#### YOUR TASKS:
1) In the passage on international university rankings, what weighting do the QS rankings give to the opinion survey of research quality?
2) In the passage on international university rankings, why is the faculty student ratio indicator sometimes a measure of research rather than teaching? Explain in one to three sentences.
3) Carry on the passage about international university rankings from its last sentence.

Since 2004 a number of rankings have appeared that attempt to go beyond simply measuring research output and quality. These are problematical in many ways. It is very difficult to find data that is comparable across international borders and their methodology can change. In addition, they rely on reputation surveys which can be biased and unreliable. At the moment the two best known international rankings of this type are the
World University Rankings published by
QS and
THE.
It must be pointed that even these are still top heavy with research indicators. The
QS rankings have a 40% weighting for an opinion survey of research quality, and another 20 percent for citations. Even the faculty student ratio indicator is sometimes a measure of research rather than teaching since it can be improved by adding research-only staff to the faculty. The
THE rankings allot 30% to five research indicators and another 30% to citations, 2.5% to international research collaborations and 2.5% to research income from industry.
You should bear in mind that these rankings have been accused, not without justification, of national bias. A
paper by Christopher Claassen of the University of Glasgow has found that the
QS and
THE rankings are seriously biased towards UK universities.

#### Source data:
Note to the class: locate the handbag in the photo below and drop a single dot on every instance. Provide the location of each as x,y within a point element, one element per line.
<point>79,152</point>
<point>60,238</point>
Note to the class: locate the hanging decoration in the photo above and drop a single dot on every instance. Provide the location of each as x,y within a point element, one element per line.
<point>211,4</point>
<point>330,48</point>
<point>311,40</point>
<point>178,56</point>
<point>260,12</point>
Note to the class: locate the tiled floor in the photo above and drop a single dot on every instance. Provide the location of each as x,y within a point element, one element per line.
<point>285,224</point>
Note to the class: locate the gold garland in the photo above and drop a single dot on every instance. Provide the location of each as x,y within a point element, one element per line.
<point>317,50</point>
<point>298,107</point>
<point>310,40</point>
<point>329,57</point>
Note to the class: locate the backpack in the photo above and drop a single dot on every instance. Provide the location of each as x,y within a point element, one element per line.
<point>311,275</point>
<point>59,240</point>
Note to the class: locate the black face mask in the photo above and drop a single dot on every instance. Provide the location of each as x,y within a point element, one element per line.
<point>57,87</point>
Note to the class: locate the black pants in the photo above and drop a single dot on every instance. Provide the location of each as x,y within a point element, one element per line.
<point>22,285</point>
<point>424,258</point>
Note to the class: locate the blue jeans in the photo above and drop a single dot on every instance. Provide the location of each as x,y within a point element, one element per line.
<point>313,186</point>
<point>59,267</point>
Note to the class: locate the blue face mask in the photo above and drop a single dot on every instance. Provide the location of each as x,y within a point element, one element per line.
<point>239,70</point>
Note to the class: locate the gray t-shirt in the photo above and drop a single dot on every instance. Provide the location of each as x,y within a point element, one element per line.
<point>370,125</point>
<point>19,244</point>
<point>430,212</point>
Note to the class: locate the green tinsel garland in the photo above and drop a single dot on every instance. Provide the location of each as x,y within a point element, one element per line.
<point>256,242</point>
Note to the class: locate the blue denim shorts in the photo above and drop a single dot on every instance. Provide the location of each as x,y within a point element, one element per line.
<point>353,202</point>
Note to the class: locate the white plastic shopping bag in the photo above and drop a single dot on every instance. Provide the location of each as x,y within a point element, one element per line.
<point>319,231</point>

#### ANSWERS GIVEN:
1) 40%

2) The faculty student ratio can be improved by adding research-only staff to the faculty. Because of that, it can reflect research rather than teaching.

3)
The metrics that do attempt to measure teaching quality in the
THE and
QS rankings are not very helpful. Both have faculty student ratio data but this is a very imprecise proxy for teaching resources. The
THE rankings include five indicators in their super-indicator "Teaching: the Learning Environment", two of which measure the number of doctoral students or doctoral degrees, which does not say much about undergraduate instruction.
It is also a good idea to check the scores for the criteria that are combined to make up the composite score. If a university has a disproportionately high score for an indicator with a high weighting like
QS's academic opinion survey (40%) or
THE's citations indicator (30%) then alarm bells should start ringing.
In some ways the new
Round University Ranking from Russia is an improvement. It uses data from Thomson Reuters as
THE did until last year. It does nearly everything that
THE and
QS do and a few more things besides. Altogether there are 20 indicators, although some of these, such as three reputation indicators, are so similar that they are effectively redundant.
Recently a consortium of European organisations and universities created
U-Multirank, which takes a different approach. This is basically an online evaluation tool that allows users to choose how they wish to compare and sort universities. Unfortunately, its coverage is rather uneven. Data about teaching and learning is limited for Asia, North America and the UK although good for Western
Europe.
International rankings are generally not helpful in providing information about graduate employability although
QS do include a reputation survey of employers and the Jeddah based
Center for World University Rankings counts alumni who become CEOs of major companies.
The main global rankers also publish regional and specialist spin-offs: Latin American, Asian and European rankings, new university rankings, subject rankings. These should be treated with scepticism since they depend on a relatively small number of data points and consequently can be unreliable.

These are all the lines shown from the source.